# Required work
Please write out each of the following records word for word, with every line unchanged.

# Record extracts
--------------------------------
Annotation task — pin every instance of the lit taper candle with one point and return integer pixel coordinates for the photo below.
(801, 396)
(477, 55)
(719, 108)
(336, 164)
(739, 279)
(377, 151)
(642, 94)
--------------------------------
# Exercise result
Annotation task — pin every instance of the lit taper candle with one point and return integer pixel coordinates for the photo below.
(801, 396)
(477, 55)
(719, 108)
(336, 164)
(739, 279)
(377, 151)
(642, 94)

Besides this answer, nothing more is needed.